Data for this task →
---
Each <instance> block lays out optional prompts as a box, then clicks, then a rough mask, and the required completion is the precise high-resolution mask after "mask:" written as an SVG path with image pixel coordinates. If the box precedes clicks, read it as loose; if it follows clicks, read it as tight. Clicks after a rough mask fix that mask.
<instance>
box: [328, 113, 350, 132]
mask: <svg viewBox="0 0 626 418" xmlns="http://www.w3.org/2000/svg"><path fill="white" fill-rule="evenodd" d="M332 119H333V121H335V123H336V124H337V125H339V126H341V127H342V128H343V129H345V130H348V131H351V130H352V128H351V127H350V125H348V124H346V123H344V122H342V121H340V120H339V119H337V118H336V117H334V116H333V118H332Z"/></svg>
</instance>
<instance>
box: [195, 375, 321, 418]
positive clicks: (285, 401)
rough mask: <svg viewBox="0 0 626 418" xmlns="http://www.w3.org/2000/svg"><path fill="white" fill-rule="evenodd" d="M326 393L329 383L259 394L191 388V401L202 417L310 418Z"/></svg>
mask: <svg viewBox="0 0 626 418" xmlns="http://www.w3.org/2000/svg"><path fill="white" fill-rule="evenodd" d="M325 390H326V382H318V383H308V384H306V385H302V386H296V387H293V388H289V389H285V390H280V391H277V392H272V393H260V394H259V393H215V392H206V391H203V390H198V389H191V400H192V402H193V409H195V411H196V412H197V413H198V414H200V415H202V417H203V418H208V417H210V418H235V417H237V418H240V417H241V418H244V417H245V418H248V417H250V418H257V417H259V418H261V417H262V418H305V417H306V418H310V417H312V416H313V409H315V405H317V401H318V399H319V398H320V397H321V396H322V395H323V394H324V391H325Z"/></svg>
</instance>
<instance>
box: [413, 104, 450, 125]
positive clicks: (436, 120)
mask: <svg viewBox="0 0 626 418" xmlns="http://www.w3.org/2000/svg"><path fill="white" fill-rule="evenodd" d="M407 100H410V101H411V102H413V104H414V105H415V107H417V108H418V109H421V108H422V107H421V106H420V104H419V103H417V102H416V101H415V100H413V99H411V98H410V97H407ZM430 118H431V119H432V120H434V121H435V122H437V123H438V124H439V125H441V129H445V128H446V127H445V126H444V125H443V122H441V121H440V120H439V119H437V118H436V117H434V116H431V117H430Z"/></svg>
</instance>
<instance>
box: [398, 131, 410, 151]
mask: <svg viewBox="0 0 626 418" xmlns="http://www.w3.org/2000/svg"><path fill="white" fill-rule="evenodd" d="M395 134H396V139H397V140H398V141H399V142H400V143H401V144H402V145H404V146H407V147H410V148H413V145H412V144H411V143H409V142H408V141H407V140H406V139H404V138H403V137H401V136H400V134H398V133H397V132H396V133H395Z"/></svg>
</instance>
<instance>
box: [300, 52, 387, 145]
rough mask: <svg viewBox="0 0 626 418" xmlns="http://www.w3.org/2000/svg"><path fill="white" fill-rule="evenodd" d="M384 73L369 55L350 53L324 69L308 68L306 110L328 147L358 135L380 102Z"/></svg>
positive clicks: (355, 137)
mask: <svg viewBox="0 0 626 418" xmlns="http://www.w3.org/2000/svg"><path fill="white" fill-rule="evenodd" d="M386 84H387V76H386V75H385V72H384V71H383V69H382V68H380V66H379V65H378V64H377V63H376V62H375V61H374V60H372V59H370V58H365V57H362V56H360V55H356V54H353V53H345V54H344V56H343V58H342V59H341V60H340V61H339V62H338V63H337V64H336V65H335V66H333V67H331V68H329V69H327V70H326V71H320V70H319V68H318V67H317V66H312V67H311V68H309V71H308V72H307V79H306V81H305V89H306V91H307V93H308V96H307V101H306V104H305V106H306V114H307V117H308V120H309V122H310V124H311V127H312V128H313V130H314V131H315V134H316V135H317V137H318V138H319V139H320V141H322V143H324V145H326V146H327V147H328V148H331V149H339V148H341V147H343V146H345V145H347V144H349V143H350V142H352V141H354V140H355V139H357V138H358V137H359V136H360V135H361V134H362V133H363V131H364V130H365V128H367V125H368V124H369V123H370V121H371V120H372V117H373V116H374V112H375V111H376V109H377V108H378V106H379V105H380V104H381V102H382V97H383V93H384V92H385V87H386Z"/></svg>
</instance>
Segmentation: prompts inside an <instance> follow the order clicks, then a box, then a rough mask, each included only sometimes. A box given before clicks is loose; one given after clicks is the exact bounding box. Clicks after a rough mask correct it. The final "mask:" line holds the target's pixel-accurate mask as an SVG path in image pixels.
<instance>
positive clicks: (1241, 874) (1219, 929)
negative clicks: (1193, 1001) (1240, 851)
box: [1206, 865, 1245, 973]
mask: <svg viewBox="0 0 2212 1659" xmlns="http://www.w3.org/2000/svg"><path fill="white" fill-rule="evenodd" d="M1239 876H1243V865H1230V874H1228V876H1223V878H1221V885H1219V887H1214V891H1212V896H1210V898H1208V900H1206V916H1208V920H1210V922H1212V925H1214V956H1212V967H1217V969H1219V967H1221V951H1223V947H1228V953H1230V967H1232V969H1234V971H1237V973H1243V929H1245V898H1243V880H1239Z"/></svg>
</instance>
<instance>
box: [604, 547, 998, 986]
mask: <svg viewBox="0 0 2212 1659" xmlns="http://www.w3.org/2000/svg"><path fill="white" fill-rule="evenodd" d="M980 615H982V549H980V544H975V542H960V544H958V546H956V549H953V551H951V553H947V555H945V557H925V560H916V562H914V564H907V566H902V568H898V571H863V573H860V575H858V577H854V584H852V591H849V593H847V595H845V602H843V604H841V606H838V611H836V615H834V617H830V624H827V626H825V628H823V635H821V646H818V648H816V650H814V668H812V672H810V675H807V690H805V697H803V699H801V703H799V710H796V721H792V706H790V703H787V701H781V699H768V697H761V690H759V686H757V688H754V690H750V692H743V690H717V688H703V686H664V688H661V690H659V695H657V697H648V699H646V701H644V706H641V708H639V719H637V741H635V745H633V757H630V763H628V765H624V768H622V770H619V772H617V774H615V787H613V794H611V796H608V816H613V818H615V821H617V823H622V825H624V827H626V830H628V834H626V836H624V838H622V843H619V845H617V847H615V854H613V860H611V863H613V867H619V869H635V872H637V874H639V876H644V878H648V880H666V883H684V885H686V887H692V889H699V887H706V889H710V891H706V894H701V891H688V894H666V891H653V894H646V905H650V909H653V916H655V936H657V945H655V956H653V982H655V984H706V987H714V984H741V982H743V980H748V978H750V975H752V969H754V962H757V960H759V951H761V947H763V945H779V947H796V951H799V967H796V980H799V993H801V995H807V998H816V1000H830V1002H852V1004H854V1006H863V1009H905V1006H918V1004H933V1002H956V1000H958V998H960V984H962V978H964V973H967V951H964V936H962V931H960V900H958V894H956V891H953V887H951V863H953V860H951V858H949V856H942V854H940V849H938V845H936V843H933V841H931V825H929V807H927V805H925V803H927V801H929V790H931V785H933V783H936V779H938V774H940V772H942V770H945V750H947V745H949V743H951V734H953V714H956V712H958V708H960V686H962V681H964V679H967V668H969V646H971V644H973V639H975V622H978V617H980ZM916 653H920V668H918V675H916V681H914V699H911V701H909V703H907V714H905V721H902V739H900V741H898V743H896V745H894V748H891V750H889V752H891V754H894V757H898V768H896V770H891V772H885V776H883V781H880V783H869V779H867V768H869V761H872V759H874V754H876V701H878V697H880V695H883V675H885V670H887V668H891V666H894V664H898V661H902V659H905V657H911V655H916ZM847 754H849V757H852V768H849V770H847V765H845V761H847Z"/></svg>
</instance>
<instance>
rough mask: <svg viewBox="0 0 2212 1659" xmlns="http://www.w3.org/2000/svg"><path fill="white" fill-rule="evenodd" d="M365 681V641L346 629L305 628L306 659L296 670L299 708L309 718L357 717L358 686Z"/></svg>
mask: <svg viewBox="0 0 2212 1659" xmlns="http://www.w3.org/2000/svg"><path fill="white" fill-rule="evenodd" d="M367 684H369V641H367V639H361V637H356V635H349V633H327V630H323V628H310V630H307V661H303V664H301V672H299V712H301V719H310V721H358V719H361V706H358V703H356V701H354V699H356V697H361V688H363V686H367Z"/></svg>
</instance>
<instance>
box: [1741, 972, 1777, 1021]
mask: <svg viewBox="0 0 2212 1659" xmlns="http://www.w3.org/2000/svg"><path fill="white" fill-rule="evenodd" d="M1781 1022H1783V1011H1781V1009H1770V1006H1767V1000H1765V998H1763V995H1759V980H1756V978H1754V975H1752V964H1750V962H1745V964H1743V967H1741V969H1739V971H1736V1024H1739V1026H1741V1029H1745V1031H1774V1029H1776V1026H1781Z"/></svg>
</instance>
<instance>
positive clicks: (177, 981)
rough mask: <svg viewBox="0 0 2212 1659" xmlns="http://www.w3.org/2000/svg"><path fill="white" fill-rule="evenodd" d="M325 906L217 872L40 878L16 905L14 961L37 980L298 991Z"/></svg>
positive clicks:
---
Exercise → Above are some records; copy exactly the lines from the one with "positive clicks: (436, 120)" through the one with "73L369 55L350 53L324", both included, and no others.

Exercise result →
positive clicks: (436, 120)
mask: <svg viewBox="0 0 626 418" xmlns="http://www.w3.org/2000/svg"><path fill="white" fill-rule="evenodd" d="M407 100H410V101H411V102H413V104H414V105H415V107H417V108H418V109H421V108H422V107H421V106H420V104H419V103H417V102H416V101H415V100H413V99H411V98H410V97H407ZM430 118H431V119H432V120H434V121H435V122H437V123H438V124H439V125H441V129H445V128H446V127H445V126H444V125H443V122H441V121H440V120H439V119H437V118H436V117H434V116H431V117H430Z"/></svg>
</instance>
<instance>
box: [398, 131, 410, 151]
mask: <svg viewBox="0 0 626 418" xmlns="http://www.w3.org/2000/svg"><path fill="white" fill-rule="evenodd" d="M395 134H396V139H397V140H398V141H399V142H400V143H401V144H402V145H404V146H407V147H410V148H413V145H412V144H411V143H409V142H408V141H407V140H406V139H404V138H403V137H401V136H400V134H398V133H397V132H396V133H395Z"/></svg>
</instance>
<instance>
box: [300, 52, 387, 145]
rough mask: <svg viewBox="0 0 626 418" xmlns="http://www.w3.org/2000/svg"><path fill="white" fill-rule="evenodd" d="M384 73L369 55L350 53L324 69L308 68L306 110L328 147L358 135L380 102Z"/></svg>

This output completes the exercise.